→ **Task to carry out**
Find the line that contains "The component shall mark one dot per instance of the potato". Then set down that line and all the lines after it, to the end of the records, exactly and with nothing added.

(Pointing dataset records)
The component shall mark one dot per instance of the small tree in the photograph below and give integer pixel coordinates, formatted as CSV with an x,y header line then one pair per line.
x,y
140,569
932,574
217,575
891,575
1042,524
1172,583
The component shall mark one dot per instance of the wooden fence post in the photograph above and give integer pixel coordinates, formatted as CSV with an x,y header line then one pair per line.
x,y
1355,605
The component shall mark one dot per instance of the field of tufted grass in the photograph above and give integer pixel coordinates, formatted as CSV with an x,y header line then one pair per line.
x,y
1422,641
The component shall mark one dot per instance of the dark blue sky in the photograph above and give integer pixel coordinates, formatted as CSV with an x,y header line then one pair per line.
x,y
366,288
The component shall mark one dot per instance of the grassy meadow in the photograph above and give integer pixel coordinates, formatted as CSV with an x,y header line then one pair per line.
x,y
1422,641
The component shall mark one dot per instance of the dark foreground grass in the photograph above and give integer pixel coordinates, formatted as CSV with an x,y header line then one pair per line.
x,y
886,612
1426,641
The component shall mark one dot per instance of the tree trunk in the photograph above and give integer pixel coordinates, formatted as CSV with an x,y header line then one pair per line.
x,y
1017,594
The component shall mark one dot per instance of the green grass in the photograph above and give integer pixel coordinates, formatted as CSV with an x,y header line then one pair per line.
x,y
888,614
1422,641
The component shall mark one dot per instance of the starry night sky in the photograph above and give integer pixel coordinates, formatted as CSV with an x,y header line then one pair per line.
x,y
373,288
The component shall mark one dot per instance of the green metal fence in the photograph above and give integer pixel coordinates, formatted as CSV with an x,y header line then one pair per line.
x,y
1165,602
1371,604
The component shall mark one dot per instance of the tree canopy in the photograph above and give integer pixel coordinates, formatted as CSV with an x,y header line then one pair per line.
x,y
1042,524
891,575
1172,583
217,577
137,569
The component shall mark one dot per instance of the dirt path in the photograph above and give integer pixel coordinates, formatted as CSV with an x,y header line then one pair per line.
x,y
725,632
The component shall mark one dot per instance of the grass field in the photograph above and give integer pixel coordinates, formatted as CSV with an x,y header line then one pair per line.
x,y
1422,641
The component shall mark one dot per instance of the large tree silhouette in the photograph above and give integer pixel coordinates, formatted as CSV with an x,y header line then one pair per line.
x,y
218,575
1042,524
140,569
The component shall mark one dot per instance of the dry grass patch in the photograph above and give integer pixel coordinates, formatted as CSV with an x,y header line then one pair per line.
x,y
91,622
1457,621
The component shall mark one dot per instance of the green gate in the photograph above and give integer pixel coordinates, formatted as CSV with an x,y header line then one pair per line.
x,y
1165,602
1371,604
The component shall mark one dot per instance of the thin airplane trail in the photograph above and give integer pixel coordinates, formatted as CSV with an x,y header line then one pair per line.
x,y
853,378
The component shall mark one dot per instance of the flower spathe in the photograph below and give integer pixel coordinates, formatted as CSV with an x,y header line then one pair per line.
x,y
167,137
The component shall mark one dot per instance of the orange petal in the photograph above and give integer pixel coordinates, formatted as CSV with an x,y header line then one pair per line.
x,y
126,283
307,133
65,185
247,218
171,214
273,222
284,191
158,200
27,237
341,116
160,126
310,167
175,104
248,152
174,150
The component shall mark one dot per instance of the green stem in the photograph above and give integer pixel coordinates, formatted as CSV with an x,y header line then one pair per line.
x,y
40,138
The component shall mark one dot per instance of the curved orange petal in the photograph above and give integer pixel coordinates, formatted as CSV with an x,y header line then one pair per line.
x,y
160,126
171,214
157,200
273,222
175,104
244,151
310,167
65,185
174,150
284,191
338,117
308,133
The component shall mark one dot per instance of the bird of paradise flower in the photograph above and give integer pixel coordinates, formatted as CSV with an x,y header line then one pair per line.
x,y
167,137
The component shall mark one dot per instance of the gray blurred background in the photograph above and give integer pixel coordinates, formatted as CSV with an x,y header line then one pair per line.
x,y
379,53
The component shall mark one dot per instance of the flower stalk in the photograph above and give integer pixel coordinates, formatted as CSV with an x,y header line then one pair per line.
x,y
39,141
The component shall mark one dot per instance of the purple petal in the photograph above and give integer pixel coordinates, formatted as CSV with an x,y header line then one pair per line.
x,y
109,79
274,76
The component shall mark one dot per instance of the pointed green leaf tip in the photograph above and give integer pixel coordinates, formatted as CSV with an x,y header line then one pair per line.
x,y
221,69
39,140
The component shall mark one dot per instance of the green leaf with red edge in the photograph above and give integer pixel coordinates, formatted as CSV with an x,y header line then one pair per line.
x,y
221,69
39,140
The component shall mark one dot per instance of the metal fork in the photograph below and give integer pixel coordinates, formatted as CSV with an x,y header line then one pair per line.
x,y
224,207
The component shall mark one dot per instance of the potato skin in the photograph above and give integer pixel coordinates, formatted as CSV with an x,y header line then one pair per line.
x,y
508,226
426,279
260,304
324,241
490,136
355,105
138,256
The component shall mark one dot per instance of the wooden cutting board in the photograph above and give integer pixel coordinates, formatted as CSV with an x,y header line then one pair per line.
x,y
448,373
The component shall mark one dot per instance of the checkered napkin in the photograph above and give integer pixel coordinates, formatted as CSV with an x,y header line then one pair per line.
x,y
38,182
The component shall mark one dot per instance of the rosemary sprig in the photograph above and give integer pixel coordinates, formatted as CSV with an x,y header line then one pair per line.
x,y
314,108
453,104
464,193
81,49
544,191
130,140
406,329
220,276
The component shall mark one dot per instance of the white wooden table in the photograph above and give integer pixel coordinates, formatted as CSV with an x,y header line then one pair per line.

→ **Answer for the task**
The component shall mark one dot per instance of the potato skin in the photograph above and give integer pixel coordinates, formatted as CSV with an x,y header line then one pair per line.
x,y
508,226
426,279
260,304
324,241
490,136
355,105
138,256
The component shall mark one dot per instance of the wooden cutting board in the photograph above and give integer pixel coordinates, formatted as CSV with an x,y header line then one pair per line.
x,y
448,373
The component shall mark one dot per instance of the checkered napkin in the photograph above and give integer pixel coordinates, formatted as CSV with an x,y header line then one pair per line.
x,y
38,182
The component shall mark one dot per instance of the rosemary sprig in the photograph above and give integer pixel coordinates, formatted as CSV with an x,y header line then one pair per line.
x,y
314,108
453,104
464,193
81,49
544,191
130,140
406,329
220,276
The component shall mark one dot per instance of the white wooden table in the photograph above and give integer pixel coordinates, formatted as CSV with an x,y header line then one pair per line.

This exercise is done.